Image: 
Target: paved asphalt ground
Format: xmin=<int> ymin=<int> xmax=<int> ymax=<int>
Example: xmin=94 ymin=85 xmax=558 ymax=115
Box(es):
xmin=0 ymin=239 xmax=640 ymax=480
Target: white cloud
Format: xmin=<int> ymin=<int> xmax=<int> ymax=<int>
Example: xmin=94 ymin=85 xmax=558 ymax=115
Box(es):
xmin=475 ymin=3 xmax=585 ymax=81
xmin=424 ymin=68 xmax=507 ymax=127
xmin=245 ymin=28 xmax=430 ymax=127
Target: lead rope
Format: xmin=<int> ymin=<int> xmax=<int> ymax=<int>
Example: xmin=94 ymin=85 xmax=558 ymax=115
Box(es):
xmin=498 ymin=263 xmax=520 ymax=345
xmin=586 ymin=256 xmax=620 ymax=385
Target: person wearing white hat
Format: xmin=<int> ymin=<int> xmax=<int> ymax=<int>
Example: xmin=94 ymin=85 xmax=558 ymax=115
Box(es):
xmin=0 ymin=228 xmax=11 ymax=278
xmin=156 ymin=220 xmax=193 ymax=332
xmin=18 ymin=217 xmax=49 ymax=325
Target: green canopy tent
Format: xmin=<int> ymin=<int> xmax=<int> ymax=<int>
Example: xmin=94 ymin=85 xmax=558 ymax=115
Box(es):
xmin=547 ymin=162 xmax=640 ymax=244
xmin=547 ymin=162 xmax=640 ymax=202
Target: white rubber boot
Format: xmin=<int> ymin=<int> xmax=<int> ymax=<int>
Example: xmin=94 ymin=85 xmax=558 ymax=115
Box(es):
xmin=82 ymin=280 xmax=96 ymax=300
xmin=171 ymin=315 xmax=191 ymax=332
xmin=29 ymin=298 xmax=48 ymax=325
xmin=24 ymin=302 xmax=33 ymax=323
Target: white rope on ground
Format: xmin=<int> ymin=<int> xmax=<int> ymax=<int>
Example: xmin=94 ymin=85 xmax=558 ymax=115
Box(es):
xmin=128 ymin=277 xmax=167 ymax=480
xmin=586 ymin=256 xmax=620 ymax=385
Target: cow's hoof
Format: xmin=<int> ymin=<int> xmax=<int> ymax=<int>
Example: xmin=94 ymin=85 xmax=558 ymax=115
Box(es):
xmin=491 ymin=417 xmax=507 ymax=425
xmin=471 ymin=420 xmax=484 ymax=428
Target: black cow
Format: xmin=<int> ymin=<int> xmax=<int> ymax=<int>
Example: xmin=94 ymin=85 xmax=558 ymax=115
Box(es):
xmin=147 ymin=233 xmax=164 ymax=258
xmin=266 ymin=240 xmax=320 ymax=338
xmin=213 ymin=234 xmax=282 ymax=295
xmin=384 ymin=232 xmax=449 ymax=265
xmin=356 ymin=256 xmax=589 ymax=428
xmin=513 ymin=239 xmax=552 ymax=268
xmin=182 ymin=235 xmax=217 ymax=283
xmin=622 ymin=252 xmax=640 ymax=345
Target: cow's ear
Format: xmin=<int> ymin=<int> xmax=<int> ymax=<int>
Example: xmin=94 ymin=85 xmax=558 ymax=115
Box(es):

····················

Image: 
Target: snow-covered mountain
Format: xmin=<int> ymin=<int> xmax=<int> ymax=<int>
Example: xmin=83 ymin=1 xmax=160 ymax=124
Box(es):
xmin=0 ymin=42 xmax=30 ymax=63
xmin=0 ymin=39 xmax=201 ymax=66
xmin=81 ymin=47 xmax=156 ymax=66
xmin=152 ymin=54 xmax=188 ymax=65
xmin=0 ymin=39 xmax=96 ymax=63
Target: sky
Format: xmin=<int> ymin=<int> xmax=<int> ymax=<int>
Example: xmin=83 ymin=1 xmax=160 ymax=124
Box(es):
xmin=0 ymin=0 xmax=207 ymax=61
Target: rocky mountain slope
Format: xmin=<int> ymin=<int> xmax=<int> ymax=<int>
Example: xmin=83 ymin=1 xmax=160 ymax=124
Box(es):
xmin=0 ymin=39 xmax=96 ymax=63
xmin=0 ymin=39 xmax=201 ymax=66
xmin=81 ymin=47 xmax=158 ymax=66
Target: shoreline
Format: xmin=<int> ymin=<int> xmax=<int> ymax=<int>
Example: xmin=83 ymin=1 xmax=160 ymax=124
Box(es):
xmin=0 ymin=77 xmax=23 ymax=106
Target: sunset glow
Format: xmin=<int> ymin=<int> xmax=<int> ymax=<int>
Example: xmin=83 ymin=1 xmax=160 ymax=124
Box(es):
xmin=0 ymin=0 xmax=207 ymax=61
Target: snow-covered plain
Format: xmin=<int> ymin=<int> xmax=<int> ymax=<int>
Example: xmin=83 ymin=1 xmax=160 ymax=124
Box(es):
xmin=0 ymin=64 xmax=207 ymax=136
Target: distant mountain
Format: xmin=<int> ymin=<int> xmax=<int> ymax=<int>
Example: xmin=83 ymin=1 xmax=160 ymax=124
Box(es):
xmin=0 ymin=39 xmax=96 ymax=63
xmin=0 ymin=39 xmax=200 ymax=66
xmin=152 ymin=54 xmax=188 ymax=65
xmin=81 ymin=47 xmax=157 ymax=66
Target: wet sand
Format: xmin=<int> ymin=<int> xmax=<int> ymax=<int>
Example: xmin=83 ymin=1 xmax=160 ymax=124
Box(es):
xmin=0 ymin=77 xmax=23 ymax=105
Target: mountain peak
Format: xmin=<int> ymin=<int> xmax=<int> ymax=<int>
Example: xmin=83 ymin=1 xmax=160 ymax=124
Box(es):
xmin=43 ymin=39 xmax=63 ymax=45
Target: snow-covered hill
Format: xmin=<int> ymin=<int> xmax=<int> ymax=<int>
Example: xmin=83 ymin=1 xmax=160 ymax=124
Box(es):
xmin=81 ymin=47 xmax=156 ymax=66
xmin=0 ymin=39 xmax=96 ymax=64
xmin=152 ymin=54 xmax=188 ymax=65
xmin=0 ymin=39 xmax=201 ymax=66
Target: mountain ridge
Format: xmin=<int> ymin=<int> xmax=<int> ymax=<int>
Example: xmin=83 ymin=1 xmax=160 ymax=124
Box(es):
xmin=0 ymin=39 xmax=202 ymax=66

····················

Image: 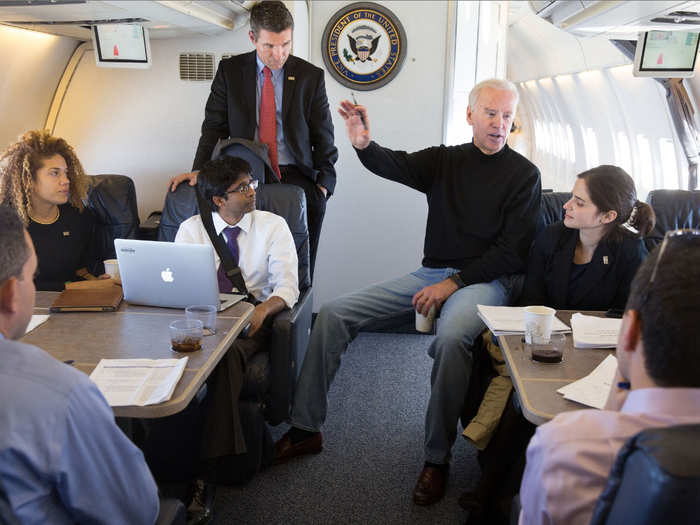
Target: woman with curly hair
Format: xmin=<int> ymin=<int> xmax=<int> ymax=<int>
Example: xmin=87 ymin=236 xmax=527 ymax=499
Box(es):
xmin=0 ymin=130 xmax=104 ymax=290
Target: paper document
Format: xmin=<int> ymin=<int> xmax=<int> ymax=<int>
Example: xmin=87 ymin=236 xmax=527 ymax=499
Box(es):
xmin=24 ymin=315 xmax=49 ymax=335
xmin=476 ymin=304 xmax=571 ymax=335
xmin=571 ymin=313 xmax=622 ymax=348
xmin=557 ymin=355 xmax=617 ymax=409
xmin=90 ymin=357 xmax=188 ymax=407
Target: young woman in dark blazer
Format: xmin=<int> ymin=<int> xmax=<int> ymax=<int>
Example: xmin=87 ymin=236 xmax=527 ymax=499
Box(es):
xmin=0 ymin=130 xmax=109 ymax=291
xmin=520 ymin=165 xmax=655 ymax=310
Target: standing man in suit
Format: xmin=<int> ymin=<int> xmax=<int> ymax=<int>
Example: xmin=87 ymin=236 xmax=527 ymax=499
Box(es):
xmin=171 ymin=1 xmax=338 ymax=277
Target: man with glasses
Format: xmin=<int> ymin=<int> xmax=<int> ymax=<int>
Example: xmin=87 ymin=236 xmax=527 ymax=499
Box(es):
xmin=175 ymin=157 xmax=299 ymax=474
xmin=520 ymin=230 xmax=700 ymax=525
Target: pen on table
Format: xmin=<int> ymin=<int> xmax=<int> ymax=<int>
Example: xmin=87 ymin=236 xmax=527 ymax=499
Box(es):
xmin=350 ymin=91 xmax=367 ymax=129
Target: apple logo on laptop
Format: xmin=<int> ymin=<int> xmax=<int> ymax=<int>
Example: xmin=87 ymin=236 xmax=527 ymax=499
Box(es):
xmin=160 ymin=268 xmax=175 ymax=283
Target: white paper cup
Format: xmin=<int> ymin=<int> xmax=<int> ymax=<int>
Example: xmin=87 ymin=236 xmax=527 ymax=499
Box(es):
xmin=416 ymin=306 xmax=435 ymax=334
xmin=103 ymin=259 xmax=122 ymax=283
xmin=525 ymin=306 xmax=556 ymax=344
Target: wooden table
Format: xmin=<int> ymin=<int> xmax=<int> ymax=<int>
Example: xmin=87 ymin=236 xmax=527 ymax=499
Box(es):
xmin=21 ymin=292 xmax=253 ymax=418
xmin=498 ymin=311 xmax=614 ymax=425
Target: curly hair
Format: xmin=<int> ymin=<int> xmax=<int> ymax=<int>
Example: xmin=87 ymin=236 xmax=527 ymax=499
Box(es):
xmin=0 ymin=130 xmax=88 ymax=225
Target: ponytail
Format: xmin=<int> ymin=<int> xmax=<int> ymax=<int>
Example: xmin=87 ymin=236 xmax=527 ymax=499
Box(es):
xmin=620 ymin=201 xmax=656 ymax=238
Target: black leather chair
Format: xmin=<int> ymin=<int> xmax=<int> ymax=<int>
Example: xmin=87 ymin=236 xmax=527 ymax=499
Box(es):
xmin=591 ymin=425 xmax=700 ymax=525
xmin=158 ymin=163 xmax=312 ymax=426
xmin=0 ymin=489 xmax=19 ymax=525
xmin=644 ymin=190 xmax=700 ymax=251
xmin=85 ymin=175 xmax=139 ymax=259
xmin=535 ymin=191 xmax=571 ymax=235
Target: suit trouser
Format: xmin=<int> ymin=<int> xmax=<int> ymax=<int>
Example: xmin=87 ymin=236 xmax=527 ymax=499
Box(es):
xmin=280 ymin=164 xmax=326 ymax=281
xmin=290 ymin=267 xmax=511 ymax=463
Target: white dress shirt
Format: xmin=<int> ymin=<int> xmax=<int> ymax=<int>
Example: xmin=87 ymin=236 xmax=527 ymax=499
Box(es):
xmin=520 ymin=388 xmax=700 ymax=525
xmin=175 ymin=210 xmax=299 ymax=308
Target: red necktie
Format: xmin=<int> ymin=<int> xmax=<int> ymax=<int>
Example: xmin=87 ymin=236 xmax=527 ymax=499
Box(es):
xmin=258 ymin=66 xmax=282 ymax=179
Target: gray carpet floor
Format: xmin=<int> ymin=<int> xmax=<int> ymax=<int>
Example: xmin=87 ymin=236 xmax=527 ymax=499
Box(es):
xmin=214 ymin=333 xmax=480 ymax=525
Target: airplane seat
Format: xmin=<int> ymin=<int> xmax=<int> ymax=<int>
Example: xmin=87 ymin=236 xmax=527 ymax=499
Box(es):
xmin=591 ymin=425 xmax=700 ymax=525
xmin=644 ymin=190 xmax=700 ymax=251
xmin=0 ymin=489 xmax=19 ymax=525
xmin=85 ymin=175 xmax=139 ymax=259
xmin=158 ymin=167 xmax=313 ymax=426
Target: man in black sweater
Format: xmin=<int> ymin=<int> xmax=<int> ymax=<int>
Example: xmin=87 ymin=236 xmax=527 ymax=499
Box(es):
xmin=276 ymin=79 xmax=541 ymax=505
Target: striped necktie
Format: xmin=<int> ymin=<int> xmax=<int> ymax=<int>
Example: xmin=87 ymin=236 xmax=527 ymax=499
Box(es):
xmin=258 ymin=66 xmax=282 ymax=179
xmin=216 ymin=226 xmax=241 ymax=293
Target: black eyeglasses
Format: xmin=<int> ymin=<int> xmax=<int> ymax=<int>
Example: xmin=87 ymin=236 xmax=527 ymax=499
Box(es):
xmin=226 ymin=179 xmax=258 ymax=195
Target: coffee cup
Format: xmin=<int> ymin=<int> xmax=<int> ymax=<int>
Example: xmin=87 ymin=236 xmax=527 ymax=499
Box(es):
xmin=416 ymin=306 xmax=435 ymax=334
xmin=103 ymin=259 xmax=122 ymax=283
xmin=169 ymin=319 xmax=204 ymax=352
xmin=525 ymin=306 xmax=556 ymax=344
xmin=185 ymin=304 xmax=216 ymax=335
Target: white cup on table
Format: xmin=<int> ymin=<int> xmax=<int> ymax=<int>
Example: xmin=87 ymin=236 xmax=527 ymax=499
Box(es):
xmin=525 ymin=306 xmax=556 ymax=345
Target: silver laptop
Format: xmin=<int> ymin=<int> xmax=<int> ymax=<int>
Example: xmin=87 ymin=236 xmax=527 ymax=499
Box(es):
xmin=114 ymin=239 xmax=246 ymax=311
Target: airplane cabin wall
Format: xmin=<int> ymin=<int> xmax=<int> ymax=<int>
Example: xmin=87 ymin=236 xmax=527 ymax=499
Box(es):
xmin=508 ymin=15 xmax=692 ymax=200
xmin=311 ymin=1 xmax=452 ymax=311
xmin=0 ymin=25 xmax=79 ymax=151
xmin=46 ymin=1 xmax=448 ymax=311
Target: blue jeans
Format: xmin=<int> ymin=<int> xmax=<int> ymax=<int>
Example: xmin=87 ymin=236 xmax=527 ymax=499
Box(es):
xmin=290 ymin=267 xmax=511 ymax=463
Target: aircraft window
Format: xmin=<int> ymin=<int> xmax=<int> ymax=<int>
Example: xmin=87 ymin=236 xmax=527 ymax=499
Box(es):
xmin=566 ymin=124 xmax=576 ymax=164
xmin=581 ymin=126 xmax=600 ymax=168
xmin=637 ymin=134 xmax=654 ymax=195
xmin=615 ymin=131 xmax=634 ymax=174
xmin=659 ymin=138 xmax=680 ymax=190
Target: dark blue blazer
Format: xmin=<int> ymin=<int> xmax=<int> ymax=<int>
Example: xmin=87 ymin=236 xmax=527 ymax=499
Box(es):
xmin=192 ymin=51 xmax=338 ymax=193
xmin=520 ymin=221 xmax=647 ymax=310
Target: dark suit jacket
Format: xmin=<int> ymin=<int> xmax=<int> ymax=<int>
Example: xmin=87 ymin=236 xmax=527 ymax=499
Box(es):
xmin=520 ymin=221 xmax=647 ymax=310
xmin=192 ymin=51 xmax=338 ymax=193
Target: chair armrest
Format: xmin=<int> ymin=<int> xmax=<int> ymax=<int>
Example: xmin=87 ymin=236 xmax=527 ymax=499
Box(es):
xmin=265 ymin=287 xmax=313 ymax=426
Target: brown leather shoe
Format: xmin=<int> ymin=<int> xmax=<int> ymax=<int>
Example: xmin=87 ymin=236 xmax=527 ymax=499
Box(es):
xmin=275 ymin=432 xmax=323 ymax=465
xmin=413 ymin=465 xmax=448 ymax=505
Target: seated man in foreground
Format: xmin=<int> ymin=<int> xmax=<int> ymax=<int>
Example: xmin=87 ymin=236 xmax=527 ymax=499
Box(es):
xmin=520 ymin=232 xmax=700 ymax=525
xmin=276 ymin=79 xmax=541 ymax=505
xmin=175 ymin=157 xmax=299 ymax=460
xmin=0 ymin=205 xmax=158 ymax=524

····················

- **Stated task**
Output the data from the line with "Target: snow-covered hill" to the line with "xmin=0 ymin=39 xmax=202 ymax=66", both included, as a JSON list of strings with one string per line and no blank lines.

- **Response to the task**
[
  "Target: snow-covered hill",
  "Format: xmin=<int> ymin=<int> xmax=<int> ymax=<int>",
  "Example: xmin=83 ymin=1 xmax=160 ymax=124",
  "Box(es):",
  "xmin=81 ymin=47 xmax=156 ymax=66",
  "xmin=0 ymin=39 xmax=96 ymax=64",
  "xmin=152 ymin=54 xmax=188 ymax=65",
  "xmin=0 ymin=39 xmax=201 ymax=66",
  "Target: mountain ridge",
  "Format: xmin=<int> ymin=<int> xmax=<int> ymax=<int>",
  "Example: xmin=83 ymin=1 xmax=160 ymax=124",
  "Box(es):",
  "xmin=0 ymin=39 xmax=202 ymax=66"
]